Recorded information:
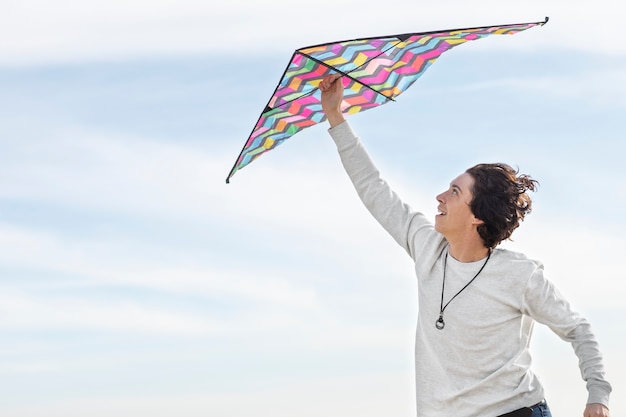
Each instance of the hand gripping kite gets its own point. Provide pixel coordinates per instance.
(374, 70)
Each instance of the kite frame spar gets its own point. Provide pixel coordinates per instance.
(399, 39)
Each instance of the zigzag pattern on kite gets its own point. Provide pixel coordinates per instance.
(376, 70)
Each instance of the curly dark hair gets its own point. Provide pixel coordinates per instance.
(500, 200)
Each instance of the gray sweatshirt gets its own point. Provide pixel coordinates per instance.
(479, 364)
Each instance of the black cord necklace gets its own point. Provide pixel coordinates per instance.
(440, 324)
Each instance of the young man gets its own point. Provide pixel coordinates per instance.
(477, 303)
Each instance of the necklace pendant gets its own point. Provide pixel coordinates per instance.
(440, 324)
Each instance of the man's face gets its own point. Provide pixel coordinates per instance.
(455, 216)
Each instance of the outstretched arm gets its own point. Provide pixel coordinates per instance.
(332, 96)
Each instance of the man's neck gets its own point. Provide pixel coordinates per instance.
(468, 251)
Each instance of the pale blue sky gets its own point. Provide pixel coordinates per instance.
(134, 281)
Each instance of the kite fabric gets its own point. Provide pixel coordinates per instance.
(374, 71)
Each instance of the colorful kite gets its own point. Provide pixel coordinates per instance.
(374, 70)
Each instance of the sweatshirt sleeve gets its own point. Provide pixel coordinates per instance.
(409, 228)
(546, 305)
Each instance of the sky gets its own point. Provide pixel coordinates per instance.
(135, 282)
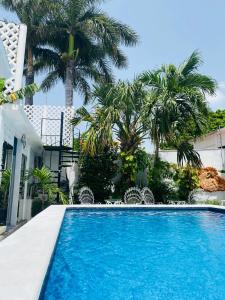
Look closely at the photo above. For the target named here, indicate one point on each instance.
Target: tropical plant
(4, 186)
(84, 45)
(43, 184)
(33, 13)
(116, 116)
(215, 120)
(27, 91)
(130, 171)
(160, 180)
(187, 180)
(176, 96)
(98, 172)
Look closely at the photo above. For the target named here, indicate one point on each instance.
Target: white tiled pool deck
(25, 255)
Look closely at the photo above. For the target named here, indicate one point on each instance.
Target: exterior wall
(213, 140)
(207, 142)
(210, 158)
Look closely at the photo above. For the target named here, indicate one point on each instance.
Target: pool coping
(25, 255)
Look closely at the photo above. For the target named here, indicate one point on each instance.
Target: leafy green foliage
(4, 187)
(130, 166)
(2, 84)
(216, 120)
(97, 173)
(85, 44)
(118, 113)
(18, 95)
(160, 178)
(176, 97)
(187, 180)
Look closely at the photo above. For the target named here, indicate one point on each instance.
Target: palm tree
(117, 114)
(33, 13)
(44, 185)
(84, 46)
(176, 96)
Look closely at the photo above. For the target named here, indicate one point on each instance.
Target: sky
(169, 30)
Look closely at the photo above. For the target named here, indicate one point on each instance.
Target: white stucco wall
(210, 158)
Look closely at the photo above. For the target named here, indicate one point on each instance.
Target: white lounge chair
(86, 196)
(133, 196)
(147, 196)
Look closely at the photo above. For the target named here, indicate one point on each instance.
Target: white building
(211, 148)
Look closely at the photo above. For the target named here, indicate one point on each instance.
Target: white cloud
(218, 101)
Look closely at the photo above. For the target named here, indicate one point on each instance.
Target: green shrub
(160, 180)
(130, 167)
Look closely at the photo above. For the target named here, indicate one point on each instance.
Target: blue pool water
(138, 254)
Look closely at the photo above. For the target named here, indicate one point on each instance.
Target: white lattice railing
(14, 39)
(46, 121)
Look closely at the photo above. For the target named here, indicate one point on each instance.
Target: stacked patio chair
(86, 196)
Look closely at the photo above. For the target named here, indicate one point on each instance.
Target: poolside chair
(133, 196)
(147, 196)
(86, 196)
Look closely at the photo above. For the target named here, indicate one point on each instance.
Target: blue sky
(169, 31)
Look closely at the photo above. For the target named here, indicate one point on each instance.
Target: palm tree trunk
(69, 83)
(30, 74)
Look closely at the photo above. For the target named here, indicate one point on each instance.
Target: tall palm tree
(34, 14)
(86, 44)
(117, 115)
(176, 96)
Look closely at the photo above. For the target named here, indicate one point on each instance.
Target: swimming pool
(138, 254)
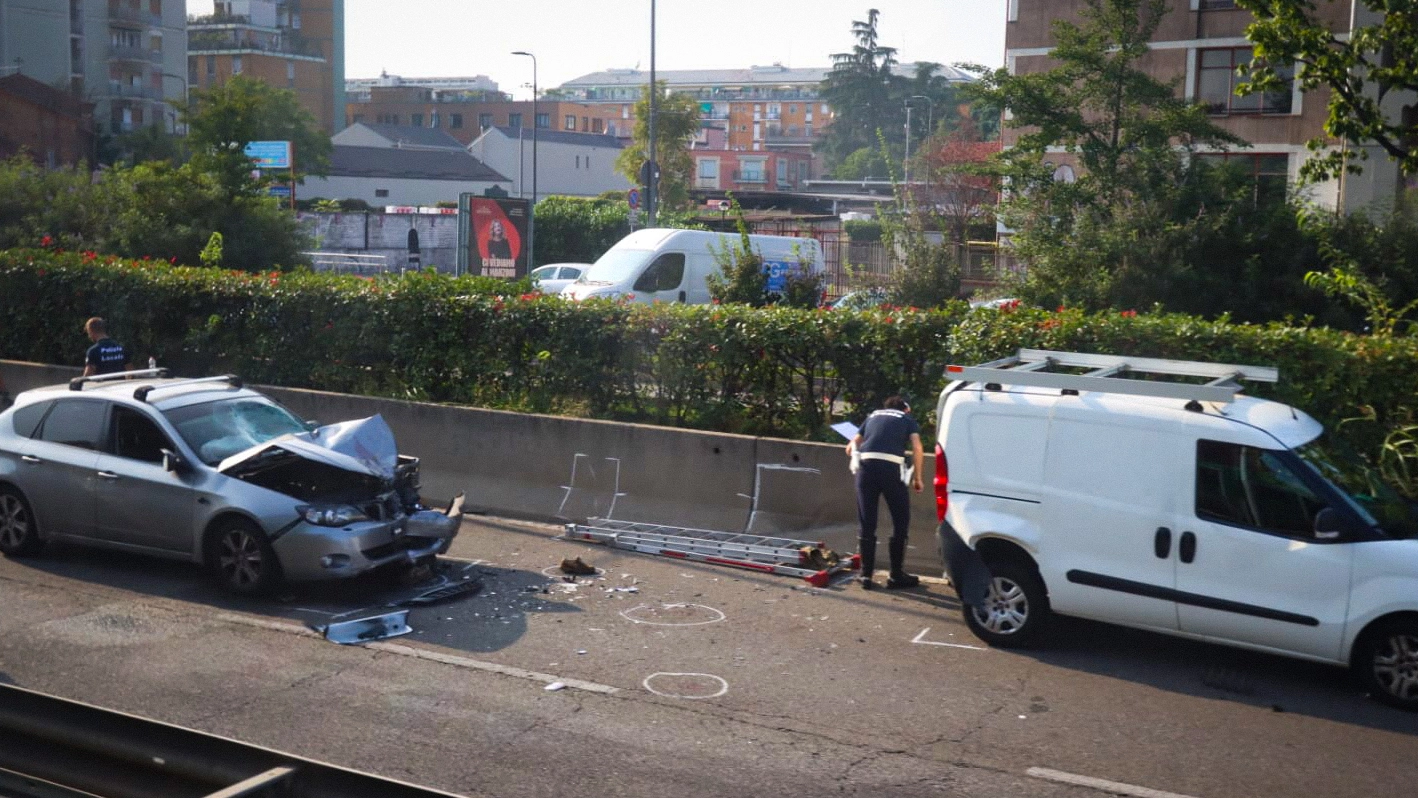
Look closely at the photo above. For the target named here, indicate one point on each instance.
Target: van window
(1255, 488)
(665, 274)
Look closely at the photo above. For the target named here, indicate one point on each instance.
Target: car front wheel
(240, 557)
(19, 533)
(1014, 611)
(1387, 662)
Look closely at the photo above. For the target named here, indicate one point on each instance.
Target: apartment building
(467, 112)
(1200, 44)
(291, 44)
(125, 57)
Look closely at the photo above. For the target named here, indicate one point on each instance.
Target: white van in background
(672, 265)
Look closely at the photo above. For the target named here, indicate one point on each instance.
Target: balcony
(126, 16)
(135, 54)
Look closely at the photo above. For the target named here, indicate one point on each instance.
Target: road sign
(270, 155)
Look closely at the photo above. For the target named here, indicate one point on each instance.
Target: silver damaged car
(213, 472)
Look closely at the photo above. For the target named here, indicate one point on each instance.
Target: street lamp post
(532, 214)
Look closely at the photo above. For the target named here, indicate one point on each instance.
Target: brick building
(51, 125)
(1200, 44)
(467, 112)
(291, 44)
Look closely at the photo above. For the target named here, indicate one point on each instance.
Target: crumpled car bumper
(311, 552)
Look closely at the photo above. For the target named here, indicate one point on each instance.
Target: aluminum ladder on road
(1109, 373)
(806, 559)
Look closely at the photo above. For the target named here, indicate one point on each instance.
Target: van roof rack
(77, 383)
(1108, 374)
(141, 393)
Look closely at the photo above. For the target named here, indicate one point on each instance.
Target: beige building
(1200, 44)
(289, 44)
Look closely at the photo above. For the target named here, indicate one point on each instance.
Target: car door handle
(1187, 547)
(1162, 543)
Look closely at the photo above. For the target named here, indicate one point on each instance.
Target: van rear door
(1111, 499)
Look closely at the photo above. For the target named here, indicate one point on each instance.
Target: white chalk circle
(672, 615)
(555, 571)
(694, 686)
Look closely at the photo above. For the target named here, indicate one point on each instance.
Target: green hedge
(773, 372)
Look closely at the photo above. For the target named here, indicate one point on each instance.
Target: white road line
(920, 639)
(430, 655)
(1101, 784)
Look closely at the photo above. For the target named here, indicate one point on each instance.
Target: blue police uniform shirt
(888, 433)
(107, 356)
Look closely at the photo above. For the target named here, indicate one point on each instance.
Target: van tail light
(942, 484)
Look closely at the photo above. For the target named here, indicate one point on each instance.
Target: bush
(770, 372)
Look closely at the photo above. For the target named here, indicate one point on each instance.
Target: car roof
(173, 391)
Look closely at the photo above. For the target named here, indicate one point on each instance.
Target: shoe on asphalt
(577, 567)
(901, 581)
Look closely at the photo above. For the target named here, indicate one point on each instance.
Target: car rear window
(75, 423)
(27, 418)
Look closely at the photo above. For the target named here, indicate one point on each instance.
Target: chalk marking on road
(920, 639)
(723, 686)
(430, 655)
(1101, 784)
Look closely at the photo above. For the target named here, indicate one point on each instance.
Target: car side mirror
(1326, 525)
(172, 461)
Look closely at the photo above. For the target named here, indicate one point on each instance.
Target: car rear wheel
(1387, 664)
(240, 557)
(1015, 610)
(19, 533)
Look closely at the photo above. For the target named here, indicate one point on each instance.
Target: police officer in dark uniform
(107, 355)
(879, 447)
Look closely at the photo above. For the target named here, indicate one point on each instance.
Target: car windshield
(1363, 485)
(217, 430)
(616, 265)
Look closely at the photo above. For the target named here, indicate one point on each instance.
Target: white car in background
(552, 278)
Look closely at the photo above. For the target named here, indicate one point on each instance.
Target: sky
(570, 38)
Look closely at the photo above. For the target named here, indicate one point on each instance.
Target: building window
(1217, 81)
(1271, 172)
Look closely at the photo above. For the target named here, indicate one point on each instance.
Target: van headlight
(331, 515)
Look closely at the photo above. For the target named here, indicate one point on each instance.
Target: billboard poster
(497, 237)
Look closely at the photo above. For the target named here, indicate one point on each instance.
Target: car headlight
(331, 515)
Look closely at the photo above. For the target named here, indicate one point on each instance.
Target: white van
(671, 265)
(1171, 506)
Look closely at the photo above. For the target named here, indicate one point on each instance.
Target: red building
(51, 125)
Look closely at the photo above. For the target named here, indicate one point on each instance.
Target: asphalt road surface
(688, 681)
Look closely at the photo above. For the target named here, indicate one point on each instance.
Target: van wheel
(19, 533)
(1015, 610)
(240, 557)
(1387, 662)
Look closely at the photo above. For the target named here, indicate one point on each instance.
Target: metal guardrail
(57, 747)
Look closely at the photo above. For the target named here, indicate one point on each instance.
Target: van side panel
(1111, 489)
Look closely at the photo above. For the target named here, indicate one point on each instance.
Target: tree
(1123, 223)
(677, 122)
(959, 179)
(223, 119)
(1370, 72)
(860, 91)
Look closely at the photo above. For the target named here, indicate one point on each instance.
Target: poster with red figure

Task description:
Count the lines in the rows above that contain the string "building", treating uppercase and lowercase as different. Give only the number.

Answer to the problem:
6